#### Extract

Dry skin, cuts, bumps, rashes, and scrapes - oh my! Your dog may experience all of these over the course of their busy and active life. Most of these issues are not serious and may never require medical treatment. How do you treat them in a way that is supportive to your dog’s overall health? Is vaseline or another topical treatment your best bet?
What is vaseline?
Vaseline is a brand of petroleum jelly made by in the US by Unilever. There are also many generic petroleum jelly products on the market. Petroleum jelly is a mix of waxes and mineral oil that can be used to seal in moisture and relieve dry skin. It has been used as part of many people’s skincare regimens for more than 140 years.
Today, many people still keep it on hand to heal dry skin, protect wounds or for cosmetic uses including highlighting cheekbones and keeping lips soft. In addition to just plain petroleum jelly, the vaseline product line has expanded to include lotions and lip balms. While it is a pretty common and widely used product for humans, it should be used with caution on your dog.
Is vaseline is toxic for dogs?
Technically no, vaseline is not toxic to your dog. It is also usually not the best choice as your dog can lick it off their skin or paws. If your pup ingests enough they might get an upset stomach, which can lead to vomiting or diarrhea if they ingest enough.
While vaseline might feel soothing, there is no scientific evidence that it works. Furthermore, if your pup has a rash or skin irritation, your best bet is to consult your vet and get a diagnosis and appropriate treatment for whatever is going on. What you don’t want to do is assume your pup has dry skin when they really are having an allergic reaction or dermatitis that requires a prescription to treat. Your vet can do an exam and perform the appropriate tests to make sure you know exactly what is going on with your pup - and the best course of treatment for their issue.
So, while in small quantities vaseline won’t hurt your dog, it’s probably not your best bet in any situation. If you’re using it on your own skin and your pup licks you, don’t worry, it’s not a big deal!
Use caution when using vaseline
As discussed, vaseline is not your best bet for treating your pup. In addition to the ability to cause some tummy trouble, vaseline use might come with some additional risks.
It is important to remember that vaseline is a petroleum-based product. Like mineral oil, it is a byproduct of oil refining. While this alone might sound a little scary, remember that it goes through a purification process before it ends up on drugstore shelves.
According to dermatologist Dr. Alan Dattner, the founder of HolisticDermatology.com, the components of oil removed during the making of petroleum jelly are, in some cases, cancer-causing. While Vaseline itself, is highly refined and purified and classified as non – carcinogenic, the same is not known about all other brands. Dr. Dattner states: “Vaseline supposedly has all of these compounds removed, but there are probably plenty of imitators and one doesn’t know the extent that they’re removed.” All of this is a long way of saying you should do your research before putting any petroleum-based products on your (or your pet’s) skin. If you cant verify that a product is non-carcinogenic, it is best to skip purchasing it.

#### Exercise description
Duplicate the passage of the dog skincare article, everything from "It is important" down to "on drugstore shelves.". The rows after the text are unrelated material.

[Point localization data]
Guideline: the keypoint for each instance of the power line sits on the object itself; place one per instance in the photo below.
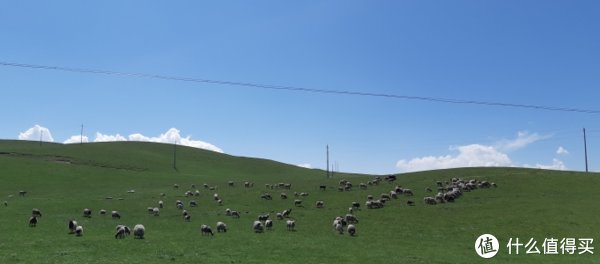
(301, 89)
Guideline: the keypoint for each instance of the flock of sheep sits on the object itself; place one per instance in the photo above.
(448, 191)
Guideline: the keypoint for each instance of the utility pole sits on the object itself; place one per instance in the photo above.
(327, 149)
(585, 149)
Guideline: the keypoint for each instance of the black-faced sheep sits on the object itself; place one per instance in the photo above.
(206, 230)
(269, 224)
(351, 229)
(291, 225)
(122, 231)
(320, 204)
(286, 213)
(221, 227)
(139, 231)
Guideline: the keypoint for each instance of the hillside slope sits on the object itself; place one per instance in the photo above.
(62, 180)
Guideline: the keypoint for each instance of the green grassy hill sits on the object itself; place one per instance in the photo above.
(62, 180)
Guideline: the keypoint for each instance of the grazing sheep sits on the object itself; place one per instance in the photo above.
(263, 217)
(79, 230)
(291, 224)
(87, 213)
(139, 231)
(36, 212)
(286, 213)
(115, 215)
(72, 226)
(122, 231)
(206, 230)
(339, 228)
(33, 221)
(351, 229)
(320, 204)
(258, 227)
(269, 224)
(221, 227)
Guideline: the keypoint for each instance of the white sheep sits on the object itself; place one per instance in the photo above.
(122, 231)
(206, 230)
(320, 204)
(221, 227)
(269, 224)
(351, 229)
(139, 231)
(291, 224)
(79, 230)
(298, 202)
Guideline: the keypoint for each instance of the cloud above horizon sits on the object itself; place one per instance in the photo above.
(171, 136)
(36, 133)
(478, 155)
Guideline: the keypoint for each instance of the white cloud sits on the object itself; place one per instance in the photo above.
(35, 133)
(556, 165)
(523, 139)
(76, 139)
(474, 155)
(305, 165)
(108, 138)
(172, 136)
(562, 151)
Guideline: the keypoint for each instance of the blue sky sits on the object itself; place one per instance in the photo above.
(522, 52)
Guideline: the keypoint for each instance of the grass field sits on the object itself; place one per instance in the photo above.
(62, 180)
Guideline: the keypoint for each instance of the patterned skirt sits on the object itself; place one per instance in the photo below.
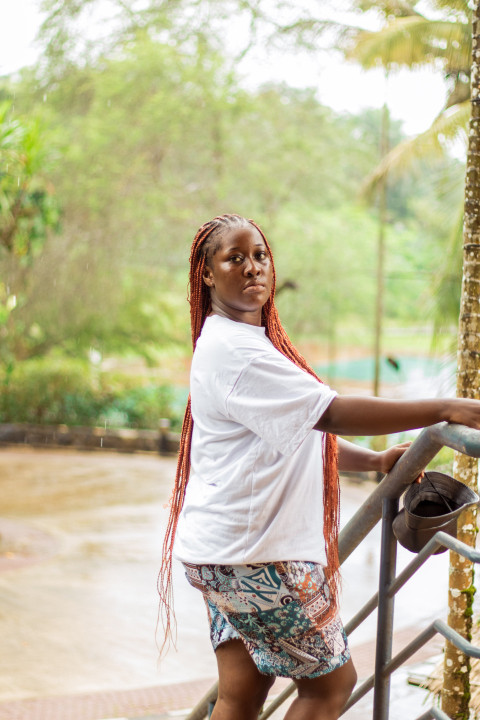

#### Solution to the problem
It is important to remember that vaseline is a petroleum-based product. Like mineral oil, it is a byproduct of oil refining. While this alone might sound a little scary, remember that it goes through a purification process before it ends up on drugstore shelves.